Problem to solve:
Locate every line in the rows that contains the string "wagon" and copy each one. Matching is case-sensitive.

☆ ☆ ☆ ☆ ☆ ☆ ☆

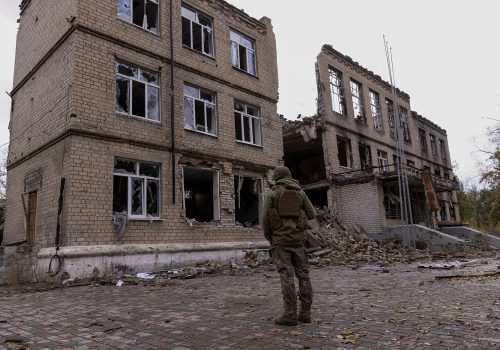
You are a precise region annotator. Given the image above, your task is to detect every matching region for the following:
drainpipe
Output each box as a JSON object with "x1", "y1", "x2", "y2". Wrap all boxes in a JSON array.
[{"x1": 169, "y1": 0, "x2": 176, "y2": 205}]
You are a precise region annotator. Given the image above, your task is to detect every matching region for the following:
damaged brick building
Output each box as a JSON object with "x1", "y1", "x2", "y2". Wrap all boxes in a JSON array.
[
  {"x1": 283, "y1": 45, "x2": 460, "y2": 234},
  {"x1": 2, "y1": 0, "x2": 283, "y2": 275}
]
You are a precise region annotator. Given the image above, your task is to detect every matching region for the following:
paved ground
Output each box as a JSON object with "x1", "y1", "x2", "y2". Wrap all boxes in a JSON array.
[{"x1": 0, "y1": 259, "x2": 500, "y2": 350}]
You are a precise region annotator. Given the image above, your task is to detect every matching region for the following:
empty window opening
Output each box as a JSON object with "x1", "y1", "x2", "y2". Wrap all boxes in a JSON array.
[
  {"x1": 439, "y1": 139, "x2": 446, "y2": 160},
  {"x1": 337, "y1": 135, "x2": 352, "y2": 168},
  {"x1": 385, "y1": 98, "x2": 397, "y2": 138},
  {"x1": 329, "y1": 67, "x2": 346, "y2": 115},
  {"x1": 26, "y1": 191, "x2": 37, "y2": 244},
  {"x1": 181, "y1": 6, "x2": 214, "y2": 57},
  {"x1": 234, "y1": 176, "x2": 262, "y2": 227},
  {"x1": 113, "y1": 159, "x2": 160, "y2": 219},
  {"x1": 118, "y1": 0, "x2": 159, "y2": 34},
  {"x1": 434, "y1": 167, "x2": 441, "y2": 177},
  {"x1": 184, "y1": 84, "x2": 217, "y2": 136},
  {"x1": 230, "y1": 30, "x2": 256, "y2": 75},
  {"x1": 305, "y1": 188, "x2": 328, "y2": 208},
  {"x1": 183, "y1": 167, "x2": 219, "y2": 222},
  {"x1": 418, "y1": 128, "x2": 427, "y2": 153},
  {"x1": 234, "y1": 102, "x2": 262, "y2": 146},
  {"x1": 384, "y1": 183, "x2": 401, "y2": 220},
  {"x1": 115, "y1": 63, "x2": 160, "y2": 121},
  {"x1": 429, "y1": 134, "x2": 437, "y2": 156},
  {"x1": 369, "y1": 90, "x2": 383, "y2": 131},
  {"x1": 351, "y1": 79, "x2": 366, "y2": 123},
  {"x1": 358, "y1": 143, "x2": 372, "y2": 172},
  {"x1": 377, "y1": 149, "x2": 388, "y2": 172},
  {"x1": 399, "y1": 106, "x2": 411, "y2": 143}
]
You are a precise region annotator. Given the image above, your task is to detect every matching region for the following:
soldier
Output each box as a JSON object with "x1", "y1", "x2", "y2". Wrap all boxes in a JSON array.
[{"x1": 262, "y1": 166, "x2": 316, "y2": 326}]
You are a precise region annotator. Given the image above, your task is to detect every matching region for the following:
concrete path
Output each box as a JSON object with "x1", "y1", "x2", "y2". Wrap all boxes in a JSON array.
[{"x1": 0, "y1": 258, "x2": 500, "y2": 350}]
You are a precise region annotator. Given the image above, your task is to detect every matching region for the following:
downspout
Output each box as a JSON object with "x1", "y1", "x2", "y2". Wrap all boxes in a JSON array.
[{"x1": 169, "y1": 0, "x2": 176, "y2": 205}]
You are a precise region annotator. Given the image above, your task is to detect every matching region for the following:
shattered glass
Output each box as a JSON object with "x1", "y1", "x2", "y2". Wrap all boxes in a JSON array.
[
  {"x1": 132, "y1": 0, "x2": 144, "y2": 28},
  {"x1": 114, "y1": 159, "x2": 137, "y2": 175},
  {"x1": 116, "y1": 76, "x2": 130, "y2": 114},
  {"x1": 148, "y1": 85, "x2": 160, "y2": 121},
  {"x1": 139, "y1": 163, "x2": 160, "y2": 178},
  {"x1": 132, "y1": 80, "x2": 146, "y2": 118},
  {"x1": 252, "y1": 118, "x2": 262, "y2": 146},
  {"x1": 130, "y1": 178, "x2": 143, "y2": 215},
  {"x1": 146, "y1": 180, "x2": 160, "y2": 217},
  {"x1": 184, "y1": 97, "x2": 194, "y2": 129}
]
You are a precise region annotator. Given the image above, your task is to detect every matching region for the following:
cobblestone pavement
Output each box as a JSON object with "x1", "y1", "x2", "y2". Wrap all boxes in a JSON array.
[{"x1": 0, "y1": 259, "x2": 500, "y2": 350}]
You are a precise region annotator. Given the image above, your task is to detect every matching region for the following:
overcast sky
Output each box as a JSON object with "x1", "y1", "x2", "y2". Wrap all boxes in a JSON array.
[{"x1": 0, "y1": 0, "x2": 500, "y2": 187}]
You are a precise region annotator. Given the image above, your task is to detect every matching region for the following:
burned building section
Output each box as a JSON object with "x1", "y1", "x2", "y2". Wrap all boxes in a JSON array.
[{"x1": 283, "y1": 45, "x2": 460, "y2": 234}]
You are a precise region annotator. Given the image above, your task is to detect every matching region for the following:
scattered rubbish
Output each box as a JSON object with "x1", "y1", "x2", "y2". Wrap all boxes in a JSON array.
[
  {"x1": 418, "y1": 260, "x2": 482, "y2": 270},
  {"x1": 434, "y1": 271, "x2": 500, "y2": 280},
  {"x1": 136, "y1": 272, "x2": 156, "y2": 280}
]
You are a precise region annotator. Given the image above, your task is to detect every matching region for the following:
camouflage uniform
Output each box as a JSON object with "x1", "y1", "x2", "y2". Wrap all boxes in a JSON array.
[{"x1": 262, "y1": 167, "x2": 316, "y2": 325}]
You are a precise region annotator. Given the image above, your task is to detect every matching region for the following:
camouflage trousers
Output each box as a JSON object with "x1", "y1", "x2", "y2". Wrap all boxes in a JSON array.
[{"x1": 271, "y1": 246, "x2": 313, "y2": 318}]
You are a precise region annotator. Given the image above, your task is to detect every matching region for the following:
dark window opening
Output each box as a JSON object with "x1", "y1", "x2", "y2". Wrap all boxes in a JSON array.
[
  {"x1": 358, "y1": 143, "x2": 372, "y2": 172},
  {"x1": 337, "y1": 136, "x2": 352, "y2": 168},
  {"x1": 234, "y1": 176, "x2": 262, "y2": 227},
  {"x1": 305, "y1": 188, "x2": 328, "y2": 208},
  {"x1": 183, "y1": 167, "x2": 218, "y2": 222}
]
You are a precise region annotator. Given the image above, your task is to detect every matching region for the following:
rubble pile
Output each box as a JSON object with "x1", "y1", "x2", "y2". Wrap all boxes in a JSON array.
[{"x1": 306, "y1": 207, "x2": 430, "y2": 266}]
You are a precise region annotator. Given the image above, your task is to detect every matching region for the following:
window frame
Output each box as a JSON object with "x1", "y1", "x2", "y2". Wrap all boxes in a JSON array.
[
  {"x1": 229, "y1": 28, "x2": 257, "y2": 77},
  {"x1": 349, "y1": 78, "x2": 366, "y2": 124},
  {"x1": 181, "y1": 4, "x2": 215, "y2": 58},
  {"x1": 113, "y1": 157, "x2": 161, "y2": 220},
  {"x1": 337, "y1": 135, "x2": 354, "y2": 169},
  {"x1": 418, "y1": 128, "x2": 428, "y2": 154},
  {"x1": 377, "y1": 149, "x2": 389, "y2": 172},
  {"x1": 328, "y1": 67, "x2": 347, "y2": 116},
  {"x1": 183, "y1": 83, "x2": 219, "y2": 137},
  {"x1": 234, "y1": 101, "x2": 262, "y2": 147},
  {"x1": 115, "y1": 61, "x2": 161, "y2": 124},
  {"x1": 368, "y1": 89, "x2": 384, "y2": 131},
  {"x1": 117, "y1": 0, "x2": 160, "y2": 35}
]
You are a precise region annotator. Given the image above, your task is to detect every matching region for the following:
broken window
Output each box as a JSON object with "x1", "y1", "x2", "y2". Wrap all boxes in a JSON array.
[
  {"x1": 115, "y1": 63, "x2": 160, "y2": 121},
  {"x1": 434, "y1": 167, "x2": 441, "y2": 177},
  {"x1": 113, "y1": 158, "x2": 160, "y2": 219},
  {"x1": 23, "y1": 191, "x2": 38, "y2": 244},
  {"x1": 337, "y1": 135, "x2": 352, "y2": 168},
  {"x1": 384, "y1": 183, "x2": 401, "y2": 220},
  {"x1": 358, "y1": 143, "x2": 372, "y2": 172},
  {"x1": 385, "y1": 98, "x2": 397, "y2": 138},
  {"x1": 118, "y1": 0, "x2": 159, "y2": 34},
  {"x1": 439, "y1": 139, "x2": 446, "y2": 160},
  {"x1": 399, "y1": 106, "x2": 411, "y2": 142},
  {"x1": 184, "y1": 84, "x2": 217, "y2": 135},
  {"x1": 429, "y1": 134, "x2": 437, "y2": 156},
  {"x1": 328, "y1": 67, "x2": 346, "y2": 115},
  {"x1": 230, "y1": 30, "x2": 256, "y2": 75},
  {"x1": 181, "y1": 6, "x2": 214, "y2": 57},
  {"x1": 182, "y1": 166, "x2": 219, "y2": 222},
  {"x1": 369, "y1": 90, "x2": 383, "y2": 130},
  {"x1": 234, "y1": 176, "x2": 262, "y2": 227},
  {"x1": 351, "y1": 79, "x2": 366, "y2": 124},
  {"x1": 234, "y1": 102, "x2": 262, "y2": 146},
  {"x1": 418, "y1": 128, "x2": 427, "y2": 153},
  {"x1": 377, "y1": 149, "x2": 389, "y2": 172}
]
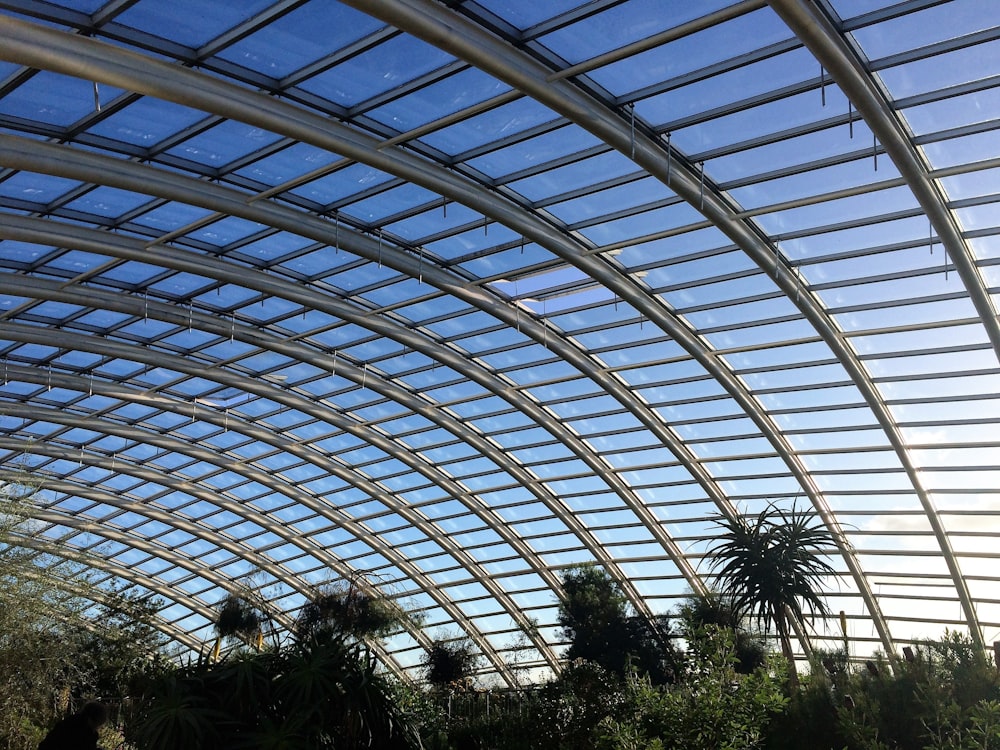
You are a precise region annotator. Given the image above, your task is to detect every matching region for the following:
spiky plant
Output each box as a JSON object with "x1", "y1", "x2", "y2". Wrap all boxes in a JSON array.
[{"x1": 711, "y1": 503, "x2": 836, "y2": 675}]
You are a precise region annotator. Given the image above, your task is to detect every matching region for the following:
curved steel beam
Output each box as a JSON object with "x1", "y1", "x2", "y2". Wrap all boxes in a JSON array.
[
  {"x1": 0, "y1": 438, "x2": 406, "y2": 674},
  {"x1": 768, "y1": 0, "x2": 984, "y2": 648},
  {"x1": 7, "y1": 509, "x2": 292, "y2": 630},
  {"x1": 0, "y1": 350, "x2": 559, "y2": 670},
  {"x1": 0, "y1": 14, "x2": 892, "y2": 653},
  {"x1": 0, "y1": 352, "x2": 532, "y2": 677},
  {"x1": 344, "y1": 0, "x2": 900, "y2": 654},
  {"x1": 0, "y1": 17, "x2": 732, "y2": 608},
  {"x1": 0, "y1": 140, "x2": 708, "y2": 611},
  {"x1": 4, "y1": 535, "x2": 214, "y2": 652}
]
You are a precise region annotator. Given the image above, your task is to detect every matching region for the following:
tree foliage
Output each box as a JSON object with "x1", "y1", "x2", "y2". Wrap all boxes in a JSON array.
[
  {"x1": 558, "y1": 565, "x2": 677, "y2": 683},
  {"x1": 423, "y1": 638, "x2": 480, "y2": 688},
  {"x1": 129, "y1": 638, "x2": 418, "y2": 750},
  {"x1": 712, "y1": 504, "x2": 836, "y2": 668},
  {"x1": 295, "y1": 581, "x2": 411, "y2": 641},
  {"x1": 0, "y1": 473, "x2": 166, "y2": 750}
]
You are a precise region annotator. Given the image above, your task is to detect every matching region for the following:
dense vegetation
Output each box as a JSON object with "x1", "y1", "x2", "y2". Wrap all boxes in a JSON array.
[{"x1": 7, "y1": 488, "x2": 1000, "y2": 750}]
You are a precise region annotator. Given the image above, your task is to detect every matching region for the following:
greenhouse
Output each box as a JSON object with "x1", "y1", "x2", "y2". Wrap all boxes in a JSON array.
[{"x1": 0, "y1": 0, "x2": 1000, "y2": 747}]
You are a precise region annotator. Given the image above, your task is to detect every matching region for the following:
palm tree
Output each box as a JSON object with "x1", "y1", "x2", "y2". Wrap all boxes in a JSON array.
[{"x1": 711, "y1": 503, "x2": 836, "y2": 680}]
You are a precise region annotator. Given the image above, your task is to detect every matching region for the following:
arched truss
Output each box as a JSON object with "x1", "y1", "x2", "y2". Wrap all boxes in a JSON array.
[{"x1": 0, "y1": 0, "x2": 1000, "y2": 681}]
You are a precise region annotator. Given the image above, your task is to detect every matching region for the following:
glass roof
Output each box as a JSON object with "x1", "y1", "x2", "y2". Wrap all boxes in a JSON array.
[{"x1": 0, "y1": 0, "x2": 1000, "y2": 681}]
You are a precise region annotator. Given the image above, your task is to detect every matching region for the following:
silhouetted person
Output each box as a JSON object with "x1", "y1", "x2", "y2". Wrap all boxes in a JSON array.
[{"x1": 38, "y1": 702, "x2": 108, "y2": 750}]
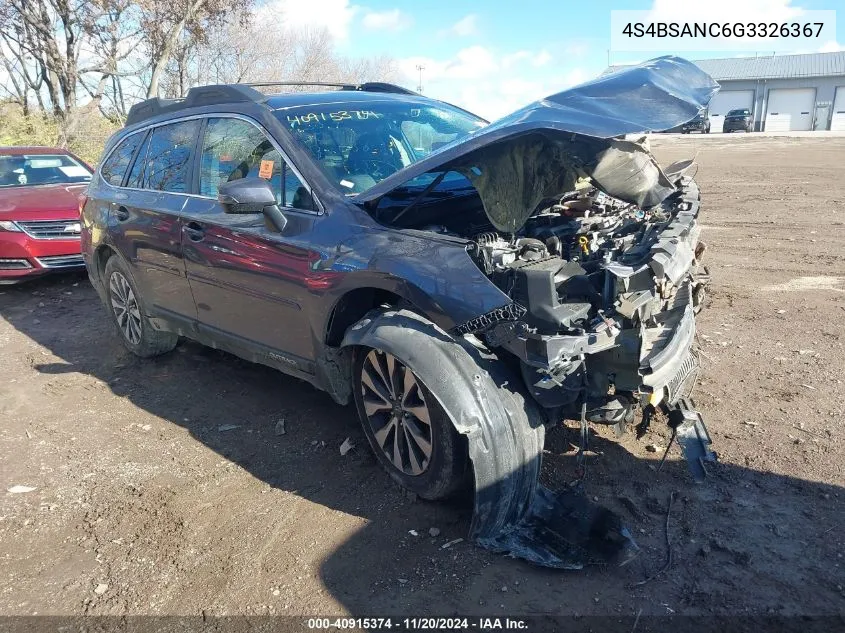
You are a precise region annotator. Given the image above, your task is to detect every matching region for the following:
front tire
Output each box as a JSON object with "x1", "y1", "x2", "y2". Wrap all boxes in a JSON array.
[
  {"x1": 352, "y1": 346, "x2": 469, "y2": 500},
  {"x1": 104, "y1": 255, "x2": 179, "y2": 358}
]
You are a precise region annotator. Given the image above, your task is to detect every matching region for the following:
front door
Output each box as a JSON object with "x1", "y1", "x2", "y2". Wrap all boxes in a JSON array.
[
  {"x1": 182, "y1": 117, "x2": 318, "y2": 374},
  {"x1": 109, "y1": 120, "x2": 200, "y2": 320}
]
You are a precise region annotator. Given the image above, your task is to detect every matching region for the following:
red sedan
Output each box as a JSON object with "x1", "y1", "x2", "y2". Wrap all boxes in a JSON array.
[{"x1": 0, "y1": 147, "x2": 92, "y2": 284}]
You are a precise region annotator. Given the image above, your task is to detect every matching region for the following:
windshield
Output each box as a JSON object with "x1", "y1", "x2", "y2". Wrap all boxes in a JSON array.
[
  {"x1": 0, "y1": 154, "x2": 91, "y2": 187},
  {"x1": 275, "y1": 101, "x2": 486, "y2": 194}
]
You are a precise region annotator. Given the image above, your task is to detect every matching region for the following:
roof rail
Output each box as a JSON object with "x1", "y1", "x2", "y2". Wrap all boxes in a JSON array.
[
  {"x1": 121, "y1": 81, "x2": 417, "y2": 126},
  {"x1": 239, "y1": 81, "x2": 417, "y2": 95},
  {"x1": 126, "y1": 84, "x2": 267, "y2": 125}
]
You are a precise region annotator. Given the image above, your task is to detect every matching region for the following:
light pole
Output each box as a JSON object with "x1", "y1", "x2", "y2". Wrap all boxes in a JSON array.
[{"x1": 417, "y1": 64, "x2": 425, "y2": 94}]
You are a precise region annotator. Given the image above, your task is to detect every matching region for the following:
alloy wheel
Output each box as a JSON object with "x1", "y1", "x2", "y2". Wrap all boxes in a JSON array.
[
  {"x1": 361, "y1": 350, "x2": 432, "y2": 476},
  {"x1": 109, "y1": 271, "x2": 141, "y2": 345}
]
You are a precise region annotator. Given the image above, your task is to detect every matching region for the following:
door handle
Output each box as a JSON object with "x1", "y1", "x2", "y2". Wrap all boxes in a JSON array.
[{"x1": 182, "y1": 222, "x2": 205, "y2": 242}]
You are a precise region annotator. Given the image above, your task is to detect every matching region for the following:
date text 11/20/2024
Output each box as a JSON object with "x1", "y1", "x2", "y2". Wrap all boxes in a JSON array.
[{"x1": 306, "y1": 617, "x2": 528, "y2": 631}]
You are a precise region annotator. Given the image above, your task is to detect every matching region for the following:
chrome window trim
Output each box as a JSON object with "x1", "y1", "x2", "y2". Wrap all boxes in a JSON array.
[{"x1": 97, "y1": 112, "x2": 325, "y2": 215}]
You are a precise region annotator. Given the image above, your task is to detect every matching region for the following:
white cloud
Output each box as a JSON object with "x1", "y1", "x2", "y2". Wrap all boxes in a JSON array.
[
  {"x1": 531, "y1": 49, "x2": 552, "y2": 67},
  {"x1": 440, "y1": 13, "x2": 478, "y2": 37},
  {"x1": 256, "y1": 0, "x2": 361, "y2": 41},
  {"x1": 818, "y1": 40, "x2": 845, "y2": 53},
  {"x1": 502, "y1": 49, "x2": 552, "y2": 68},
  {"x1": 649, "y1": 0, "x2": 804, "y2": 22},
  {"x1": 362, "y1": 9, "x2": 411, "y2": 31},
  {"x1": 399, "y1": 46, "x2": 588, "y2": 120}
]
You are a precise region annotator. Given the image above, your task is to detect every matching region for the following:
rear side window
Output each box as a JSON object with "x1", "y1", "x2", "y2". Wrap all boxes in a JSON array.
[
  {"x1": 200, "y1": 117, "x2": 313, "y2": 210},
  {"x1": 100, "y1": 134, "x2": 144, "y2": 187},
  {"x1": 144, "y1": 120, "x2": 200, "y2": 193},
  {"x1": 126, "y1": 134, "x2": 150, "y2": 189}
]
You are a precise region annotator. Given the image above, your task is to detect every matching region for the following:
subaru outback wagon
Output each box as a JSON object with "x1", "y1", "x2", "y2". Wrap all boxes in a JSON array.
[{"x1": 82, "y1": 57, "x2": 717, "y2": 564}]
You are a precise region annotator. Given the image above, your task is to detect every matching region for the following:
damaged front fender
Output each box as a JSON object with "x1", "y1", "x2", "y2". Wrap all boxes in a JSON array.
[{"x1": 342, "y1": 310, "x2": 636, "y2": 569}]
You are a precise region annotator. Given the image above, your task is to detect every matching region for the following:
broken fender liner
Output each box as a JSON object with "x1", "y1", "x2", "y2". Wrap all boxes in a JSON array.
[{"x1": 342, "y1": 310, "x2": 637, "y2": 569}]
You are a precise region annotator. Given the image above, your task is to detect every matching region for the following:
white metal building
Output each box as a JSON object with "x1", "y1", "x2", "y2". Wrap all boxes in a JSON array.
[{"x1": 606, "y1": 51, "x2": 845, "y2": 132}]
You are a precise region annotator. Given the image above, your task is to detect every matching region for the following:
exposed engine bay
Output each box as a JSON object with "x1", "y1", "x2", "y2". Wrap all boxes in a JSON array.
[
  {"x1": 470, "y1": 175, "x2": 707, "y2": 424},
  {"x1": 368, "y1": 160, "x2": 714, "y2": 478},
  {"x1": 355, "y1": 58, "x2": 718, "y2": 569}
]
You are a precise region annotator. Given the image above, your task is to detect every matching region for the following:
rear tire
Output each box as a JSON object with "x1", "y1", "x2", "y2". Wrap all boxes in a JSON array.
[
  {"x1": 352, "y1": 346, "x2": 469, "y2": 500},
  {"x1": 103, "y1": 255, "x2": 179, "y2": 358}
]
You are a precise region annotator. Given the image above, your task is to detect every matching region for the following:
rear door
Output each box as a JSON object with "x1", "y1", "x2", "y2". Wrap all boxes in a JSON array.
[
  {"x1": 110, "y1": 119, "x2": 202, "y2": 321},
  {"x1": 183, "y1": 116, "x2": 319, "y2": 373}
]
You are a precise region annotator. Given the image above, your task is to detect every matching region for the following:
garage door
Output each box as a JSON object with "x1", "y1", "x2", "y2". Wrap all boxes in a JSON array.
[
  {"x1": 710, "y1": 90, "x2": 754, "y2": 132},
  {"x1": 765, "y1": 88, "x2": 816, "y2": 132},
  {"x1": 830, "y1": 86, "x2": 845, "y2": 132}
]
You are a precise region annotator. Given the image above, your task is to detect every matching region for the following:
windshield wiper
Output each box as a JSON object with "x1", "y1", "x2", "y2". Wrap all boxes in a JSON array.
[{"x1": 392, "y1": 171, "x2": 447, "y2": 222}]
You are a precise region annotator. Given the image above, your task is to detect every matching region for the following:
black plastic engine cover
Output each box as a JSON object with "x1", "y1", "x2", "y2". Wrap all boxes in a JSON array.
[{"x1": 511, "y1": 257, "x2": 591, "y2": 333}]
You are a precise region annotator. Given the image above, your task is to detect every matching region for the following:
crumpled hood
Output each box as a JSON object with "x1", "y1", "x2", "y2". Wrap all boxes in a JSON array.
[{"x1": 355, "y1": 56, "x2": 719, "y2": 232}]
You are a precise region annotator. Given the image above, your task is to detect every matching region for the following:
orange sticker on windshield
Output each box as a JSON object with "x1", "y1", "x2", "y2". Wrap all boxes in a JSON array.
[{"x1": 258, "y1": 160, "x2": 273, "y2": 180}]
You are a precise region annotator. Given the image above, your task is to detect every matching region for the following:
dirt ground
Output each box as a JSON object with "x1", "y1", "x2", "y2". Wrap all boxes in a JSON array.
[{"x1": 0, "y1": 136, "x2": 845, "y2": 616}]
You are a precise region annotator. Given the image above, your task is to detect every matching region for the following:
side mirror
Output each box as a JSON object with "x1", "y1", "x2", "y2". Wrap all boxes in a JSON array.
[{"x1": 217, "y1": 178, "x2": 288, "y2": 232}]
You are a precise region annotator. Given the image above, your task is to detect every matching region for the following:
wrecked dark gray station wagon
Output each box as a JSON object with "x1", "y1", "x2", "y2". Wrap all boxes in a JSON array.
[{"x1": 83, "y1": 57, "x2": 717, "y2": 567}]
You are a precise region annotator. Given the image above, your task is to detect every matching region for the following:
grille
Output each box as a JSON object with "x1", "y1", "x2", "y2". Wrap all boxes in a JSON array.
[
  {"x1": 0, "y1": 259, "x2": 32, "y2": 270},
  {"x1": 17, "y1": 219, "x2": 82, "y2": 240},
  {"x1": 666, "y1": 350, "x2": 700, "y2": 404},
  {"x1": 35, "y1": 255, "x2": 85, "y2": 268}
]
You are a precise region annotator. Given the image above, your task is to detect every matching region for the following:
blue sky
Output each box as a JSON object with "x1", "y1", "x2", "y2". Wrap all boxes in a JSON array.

☆ ☆ ☆ ☆ ☆ ☆ ☆

Solution below:
subaru outback wagon
wrecked dark gray station wagon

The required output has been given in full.